*TASK*:
Reproduce the records below word for word, without the pictures.

*LISTING*:
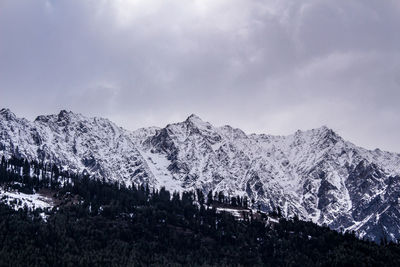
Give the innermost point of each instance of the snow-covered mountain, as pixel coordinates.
(314, 174)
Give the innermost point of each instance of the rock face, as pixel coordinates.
(314, 174)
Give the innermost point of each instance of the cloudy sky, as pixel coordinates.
(271, 66)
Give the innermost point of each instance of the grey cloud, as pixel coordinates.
(264, 66)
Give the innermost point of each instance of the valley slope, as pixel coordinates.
(314, 174)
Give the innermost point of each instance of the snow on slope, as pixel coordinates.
(20, 200)
(315, 174)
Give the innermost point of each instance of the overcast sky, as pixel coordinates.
(262, 66)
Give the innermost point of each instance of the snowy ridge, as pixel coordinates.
(315, 174)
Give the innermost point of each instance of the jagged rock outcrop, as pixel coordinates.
(314, 174)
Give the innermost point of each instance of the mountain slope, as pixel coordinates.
(314, 174)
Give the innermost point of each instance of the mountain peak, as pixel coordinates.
(194, 118)
(7, 114)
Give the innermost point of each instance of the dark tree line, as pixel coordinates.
(98, 223)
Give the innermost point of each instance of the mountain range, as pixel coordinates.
(315, 174)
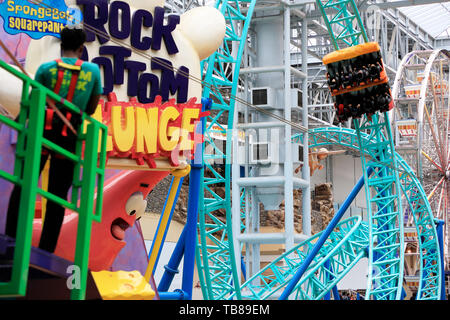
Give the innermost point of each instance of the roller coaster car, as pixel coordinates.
(358, 81)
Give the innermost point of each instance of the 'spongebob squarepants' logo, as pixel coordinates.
(38, 18)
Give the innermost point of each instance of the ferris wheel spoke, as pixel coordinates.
(431, 194)
(437, 145)
(432, 161)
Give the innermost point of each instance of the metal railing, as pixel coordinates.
(89, 158)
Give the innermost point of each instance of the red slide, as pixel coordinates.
(124, 199)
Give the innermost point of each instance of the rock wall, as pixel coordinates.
(321, 205)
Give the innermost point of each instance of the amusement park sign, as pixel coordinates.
(37, 18)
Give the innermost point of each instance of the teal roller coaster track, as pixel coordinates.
(380, 239)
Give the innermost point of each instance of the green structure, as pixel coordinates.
(90, 166)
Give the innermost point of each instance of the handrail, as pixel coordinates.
(91, 160)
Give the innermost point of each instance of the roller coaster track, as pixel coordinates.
(349, 241)
(342, 250)
(386, 252)
(412, 191)
(372, 138)
(215, 258)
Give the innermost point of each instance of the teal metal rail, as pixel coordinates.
(430, 282)
(215, 254)
(386, 254)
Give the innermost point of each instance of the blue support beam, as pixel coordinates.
(326, 233)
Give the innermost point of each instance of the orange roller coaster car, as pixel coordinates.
(358, 81)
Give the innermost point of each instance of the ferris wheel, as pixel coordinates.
(422, 125)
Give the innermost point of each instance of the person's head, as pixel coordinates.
(72, 41)
(322, 154)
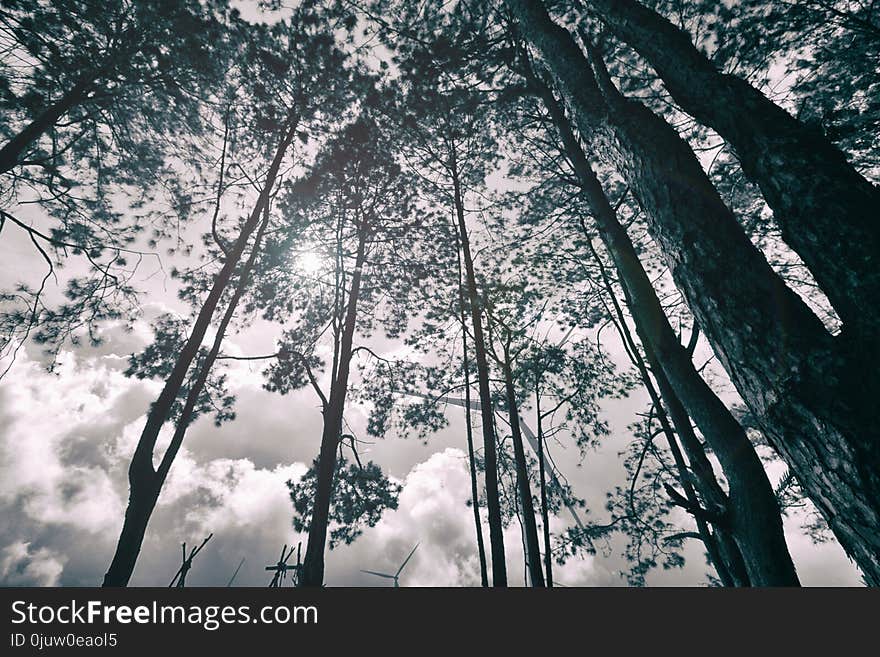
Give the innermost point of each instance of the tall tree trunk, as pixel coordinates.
(813, 399)
(826, 210)
(533, 547)
(813, 395)
(545, 513)
(490, 458)
(723, 551)
(465, 365)
(313, 564)
(12, 152)
(753, 511)
(144, 481)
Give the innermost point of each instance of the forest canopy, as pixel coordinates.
(562, 293)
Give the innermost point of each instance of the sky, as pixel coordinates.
(66, 438)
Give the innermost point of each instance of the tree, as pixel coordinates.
(361, 493)
(356, 206)
(90, 94)
(824, 207)
(281, 101)
(733, 296)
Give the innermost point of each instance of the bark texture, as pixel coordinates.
(811, 394)
(826, 210)
(490, 457)
(145, 482)
(313, 564)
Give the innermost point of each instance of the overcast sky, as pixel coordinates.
(66, 439)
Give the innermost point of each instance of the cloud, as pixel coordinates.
(66, 439)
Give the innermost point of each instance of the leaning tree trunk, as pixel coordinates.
(753, 513)
(826, 210)
(724, 553)
(466, 369)
(144, 481)
(490, 458)
(813, 399)
(313, 564)
(533, 547)
(545, 512)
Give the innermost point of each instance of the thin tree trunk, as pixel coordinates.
(533, 551)
(753, 510)
(826, 210)
(545, 514)
(465, 364)
(144, 481)
(490, 458)
(313, 565)
(12, 152)
(723, 552)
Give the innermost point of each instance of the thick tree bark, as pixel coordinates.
(724, 553)
(13, 151)
(533, 547)
(826, 210)
(313, 564)
(754, 517)
(144, 481)
(490, 458)
(813, 396)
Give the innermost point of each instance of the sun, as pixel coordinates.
(309, 263)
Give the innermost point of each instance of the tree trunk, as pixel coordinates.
(12, 151)
(826, 210)
(465, 364)
(144, 481)
(490, 459)
(753, 511)
(313, 565)
(723, 552)
(545, 514)
(533, 551)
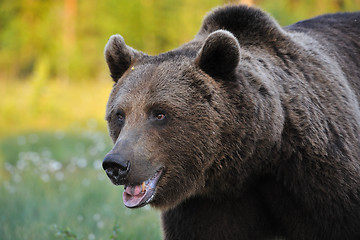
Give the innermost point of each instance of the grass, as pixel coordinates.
(52, 187)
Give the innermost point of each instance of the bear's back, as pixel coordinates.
(342, 32)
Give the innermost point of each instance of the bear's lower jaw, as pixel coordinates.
(140, 195)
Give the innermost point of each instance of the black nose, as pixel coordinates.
(116, 167)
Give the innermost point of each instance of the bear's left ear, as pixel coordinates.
(119, 56)
(220, 54)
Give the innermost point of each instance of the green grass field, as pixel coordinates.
(52, 186)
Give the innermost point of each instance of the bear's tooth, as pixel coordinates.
(143, 187)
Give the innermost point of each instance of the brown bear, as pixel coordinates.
(249, 131)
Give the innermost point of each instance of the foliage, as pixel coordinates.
(67, 37)
(52, 186)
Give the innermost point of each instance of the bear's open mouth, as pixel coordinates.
(140, 195)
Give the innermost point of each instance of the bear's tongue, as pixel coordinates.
(133, 196)
(139, 195)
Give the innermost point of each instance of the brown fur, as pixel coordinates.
(262, 129)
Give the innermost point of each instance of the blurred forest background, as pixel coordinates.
(54, 85)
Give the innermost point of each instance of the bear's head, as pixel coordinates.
(176, 119)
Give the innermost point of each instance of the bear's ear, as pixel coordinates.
(220, 54)
(119, 56)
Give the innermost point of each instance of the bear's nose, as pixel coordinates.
(116, 167)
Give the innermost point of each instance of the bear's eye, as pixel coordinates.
(120, 117)
(160, 116)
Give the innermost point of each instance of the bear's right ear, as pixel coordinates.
(219, 55)
(119, 56)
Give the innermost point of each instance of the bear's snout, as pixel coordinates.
(116, 167)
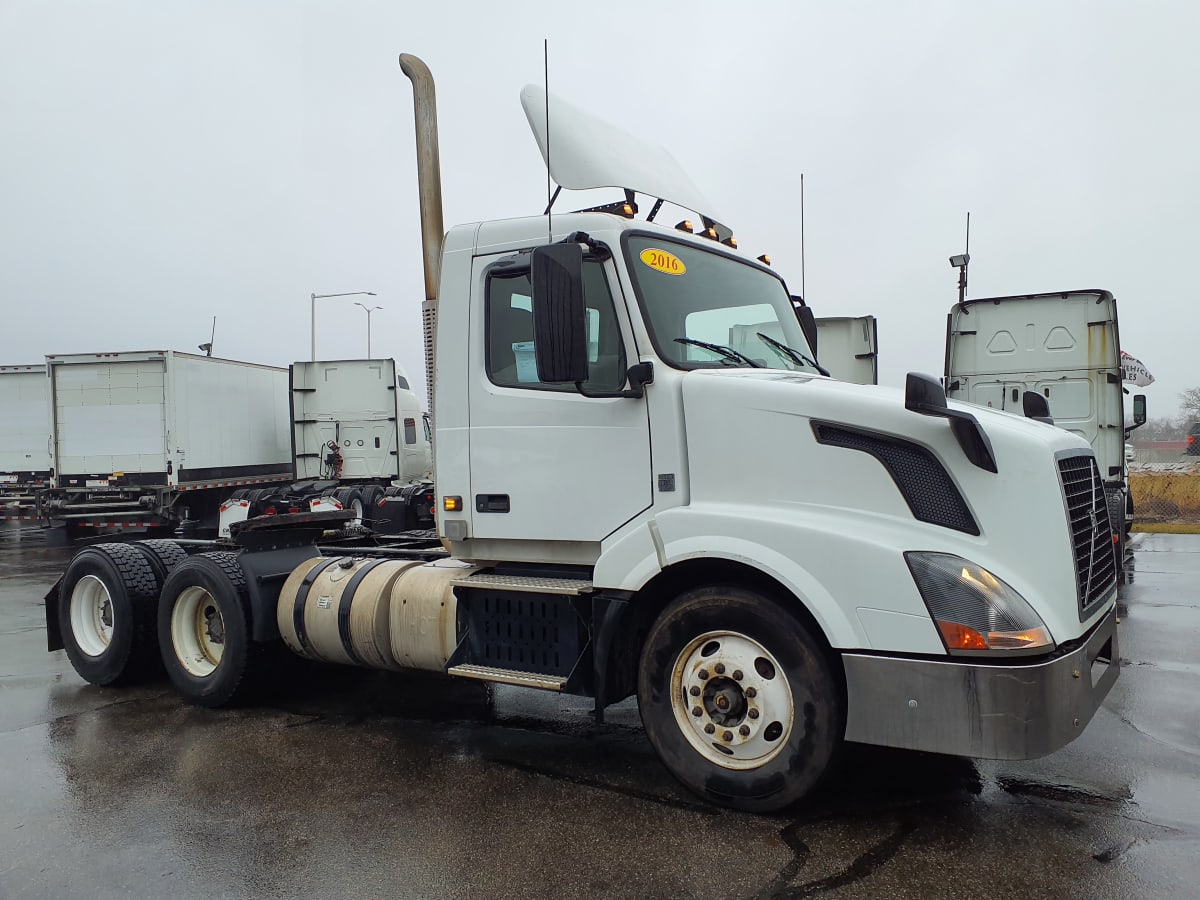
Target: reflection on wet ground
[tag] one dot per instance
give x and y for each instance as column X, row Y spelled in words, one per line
column 390, row 785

*EXERCISE SOLUTION*:
Give the innermost point of each instance of the snow-covered mountain, as pixel coordinates.
(314, 174)
Give the innermost point of each instance of the rock face, as pixel coordinates.
(314, 174)
Give the innermost point of each instance of the cloudy sky, as pixel coordinates.
(271, 66)
Give the innermost point of each instance of the grey cloud, as pixel coordinates.
(264, 66)
Give the innermost point of each instance of the valley slope, as pixel coordinates.
(314, 174)
Give the innermost point of each instance of the snow on slope, as pixel coordinates.
(20, 200)
(315, 174)
Give the innermost point of each instance of the overcast sky, as pixel coordinates.
(262, 66)
Give the innermost point of each instance of the snowy ridge, as pixel coordinates.
(315, 174)
Give the innermost point of each instance of the jagged rock outcrop, as pixel coordinates.
(314, 174)
Give the innermost point of each instance of the mountain slope, as pixel coordinates.
(314, 174)
Give the innermost point of each instance of the mountain peak, as pixel coordinates.
(194, 118)
(7, 114)
Give the innermost point of each instance of the dark tree line, as pixel coordinates.
(98, 223)
Give the innermost point of each instance of the mountain range, as pixel coordinates.
(315, 174)
Give the innermost point of each instance of the roller coaster car, as pixel coordinates.
(358, 81)
Give the innermost point of each instance of the 'spongebob squarepants' logo, as pixel coordinates.
(38, 18)
Give the innermost point of each instance of the ferris wheel spoke, as pixel coordinates.
(431, 194)
(437, 145)
(432, 161)
Give the innermost point of each instance of the metal railing, as pixel coordinates.
(89, 158)
Give the innermost point of each instance of the red slide, as pixel coordinates.
(124, 199)
Give the innermost point of each instance of the rock wall, as pixel coordinates.
(321, 205)
Give the innermost point of each instance of the amusement park sign, as pixel coordinates.
(37, 18)
Give the innermost point of each instance of the teal roller coaster track, as pixel coordinates.
(380, 239)
Give the innermost point of each instance of the green structure, as pixel coordinates.
(90, 166)
Give the innermost point of each instance of the handrail, as pixel coordinates.
(91, 160)
Give the innermost point of each instance of the roller coaster track, as pixel coordinates.
(349, 241)
(342, 250)
(386, 252)
(412, 191)
(372, 138)
(215, 258)
Give the innermost point of each instance of the teal metal rail, as pixel coordinates.
(430, 282)
(215, 254)
(386, 254)
Give the innermost point of each instance of the blue support beam, as pixel coordinates.
(326, 233)
Give the innermost point of each instance of the orange roller coaster car, as pixel coordinates.
(358, 81)
Give the innermost point of each instance of the ferris wheel, as pixel coordinates.
(422, 125)
Give the innermost point of each instance of the person's head, as pixel coordinates.
(72, 41)
(322, 154)
Give the innermost point of each instance of the tall tree trunk, as pixel coordinates.
(813, 399)
(826, 210)
(533, 547)
(813, 395)
(545, 513)
(490, 458)
(723, 551)
(465, 365)
(313, 564)
(12, 152)
(753, 511)
(144, 481)
Give the innermost point of each instance of the forest canopy, as pixel coordinates.
(562, 293)
Give the innermost point of each instance of the sky, as pixel coordinates.
(66, 438)
Give the innermost point of each instance of the tree, as pixel coordinates.
(361, 493)
(356, 206)
(90, 94)
(824, 207)
(281, 101)
(733, 296)
Give the innermost point of each instance of the bark texture, as pixel coordinates.
(811, 394)
(826, 210)
(490, 457)
(145, 482)
(313, 564)
Give the innermost point of each instance of the overcast sky, as pixel coordinates.
(66, 439)
Give the innermost point of each instance of the cloud, as pixel coordinates.
(66, 439)
Give the innermost point of each instance of the leaning tree trunk, as pixel coordinates.
(753, 513)
(826, 210)
(724, 553)
(466, 369)
(144, 481)
(490, 458)
(813, 399)
(313, 564)
(533, 547)
(545, 512)
Give the innermost point of each instance of the thin tree trunk, as pixel coordinates.
(533, 551)
(753, 510)
(826, 210)
(545, 514)
(465, 364)
(144, 481)
(490, 458)
(313, 565)
(12, 152)
(723, 552)
Give the innermost point of each instance of the thick tree bark, as pixel coordinates.
(724, 553)
(13, 151)
(533, 547)
(826, 210)
(313, 564)
(754, 517)
(144, 481)
(490, 458)
(813, 396)
Give the innermost point of each instance of the sun, as pixel coordinates.
(309, 263)
Give the innermost point of each instance of the tree trunk, as pixel coordinates.
(12, 151)
(826, 210)
(465, 364)
(144, 481)
(490, 459)
(753, 511)
(313, 565)
(723, 552)
(545, 514)
(533, 551)
Give the innermost point of each instance of the grass, as pixel coordinates.
(52, 187)
Give the innermost point of each instance of the bear's back, as pixel coordinates.
(342, 32)
Give the innermost point of each instance of the bear's lower jaw, as pixel coordinates.
(140, 195)
Give the innermost point of each instance of the black nose, as pixel coordinates.
(116, 167)
Give the innermost point of each instance of the bear's left ear, as pixel coordinates.
(119, 56)
(220, 54)
Give the innermost point of each instance of the green grass field, as pixel coordinates.
(52, 186)
Give the innermost point of each instance of the bear's tooth, as pixel coordinates.
(143, 187)
Give the innermost point of each instance of the brown bear, as pixel coordinates.
(249, 131)
Give the innermost point of each instance of the foliage, as pixel coordinates.
(67, 37)
(52, 186)
Give the innermost point of each instance of the bear's open mouth, as pixel coordinates.
(140, 195)
Give the innermost point of each instance of the bear's tongue, as pixel coordinates.
(133, 196)
(139, 195)
Give the innermost point of each instance of the brown fur, as pixel coordinates.
(262, 129)
Give the innermost point of each instance of the blurred forest background, as pixel coordinates.
(54, 85)
Give the innermost point of each instance of the bear's head, as pixel coordinates.
(176, 119)
Give the innermost point of each instance of the bear's ear, as pixel coordinates.
(220, 54)
(119, 56)
Give the innermost point of each instance of the bear's nose, as pixel coordinates.
(116, 167)
Give the innermost point of each instance of the bear's eye, as pixel coordinates.
(120, 117)
(160, 116)
Give the innermost point of each instance of the bear's right ear, as pixel coordinates.
(219, 55)
(119, 56)
Give the innermost point of each instance of the bear's snout, as pixel coordinates.
(116, 167)
Target: reflection on wet ground
[tag] one dot per instance
give x and y for each instance as column X, row Y spelled in words, one per line
column 390, row 785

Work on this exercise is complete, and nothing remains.